EXERCISE INSTRUCTIONS — Quote the listing below verbatim, beginning with its first line and ending after the line that contains "column 259, row 146".

SOURCE DATA —

══════

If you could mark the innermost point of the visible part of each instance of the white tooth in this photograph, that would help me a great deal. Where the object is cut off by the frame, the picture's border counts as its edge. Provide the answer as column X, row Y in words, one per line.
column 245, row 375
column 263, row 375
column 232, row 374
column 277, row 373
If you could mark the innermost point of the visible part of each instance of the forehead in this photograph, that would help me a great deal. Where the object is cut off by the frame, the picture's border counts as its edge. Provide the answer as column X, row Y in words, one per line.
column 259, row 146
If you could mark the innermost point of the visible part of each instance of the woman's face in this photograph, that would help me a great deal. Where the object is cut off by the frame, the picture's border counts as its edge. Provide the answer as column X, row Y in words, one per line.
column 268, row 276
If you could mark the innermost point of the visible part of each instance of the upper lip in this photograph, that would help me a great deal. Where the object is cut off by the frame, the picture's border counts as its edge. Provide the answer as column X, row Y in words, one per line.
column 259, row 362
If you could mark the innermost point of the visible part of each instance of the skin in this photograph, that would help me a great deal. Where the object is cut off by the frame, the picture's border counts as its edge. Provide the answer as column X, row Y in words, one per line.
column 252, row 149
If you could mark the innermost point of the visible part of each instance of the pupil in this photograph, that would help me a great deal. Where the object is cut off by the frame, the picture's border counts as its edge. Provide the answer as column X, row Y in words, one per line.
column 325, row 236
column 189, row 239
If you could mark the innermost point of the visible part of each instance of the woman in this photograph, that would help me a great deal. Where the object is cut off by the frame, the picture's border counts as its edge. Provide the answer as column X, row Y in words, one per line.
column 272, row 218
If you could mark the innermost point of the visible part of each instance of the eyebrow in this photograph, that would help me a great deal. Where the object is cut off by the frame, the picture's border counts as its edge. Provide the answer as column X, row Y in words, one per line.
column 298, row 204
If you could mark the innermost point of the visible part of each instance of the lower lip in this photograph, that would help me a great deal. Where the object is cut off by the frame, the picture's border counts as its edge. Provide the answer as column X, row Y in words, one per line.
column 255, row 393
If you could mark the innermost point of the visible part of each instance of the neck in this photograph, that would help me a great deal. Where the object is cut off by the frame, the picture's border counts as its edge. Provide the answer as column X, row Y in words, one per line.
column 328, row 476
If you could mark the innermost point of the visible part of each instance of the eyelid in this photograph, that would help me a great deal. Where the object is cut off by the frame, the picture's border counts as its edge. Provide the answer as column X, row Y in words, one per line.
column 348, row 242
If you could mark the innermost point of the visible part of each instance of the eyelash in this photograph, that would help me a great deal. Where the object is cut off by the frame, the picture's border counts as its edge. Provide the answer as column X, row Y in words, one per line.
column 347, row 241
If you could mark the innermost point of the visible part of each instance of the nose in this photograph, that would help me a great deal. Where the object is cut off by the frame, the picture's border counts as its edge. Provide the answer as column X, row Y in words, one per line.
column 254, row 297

══════

FULL SOLUTION —
If you could mark the innermost point of the visible part of each instance of the white tooth in this photograph, that would help me a great deal. Where the object is cut off by the frame, the picture's border counts as its edge. Provide the answer as column X, row Y in words, one per line.
column 245, row 375
column 263, row 375
column 232, row 374
column 277, row 373
If you could mark the innermost point of the visible part of each instance of the forehead in this photograph, that would help me a great deal. Where the object is cut off by the frame, the picture's border counts as its edge. Provide the answer as column X, row Y in words, one per line.
column 259, row 146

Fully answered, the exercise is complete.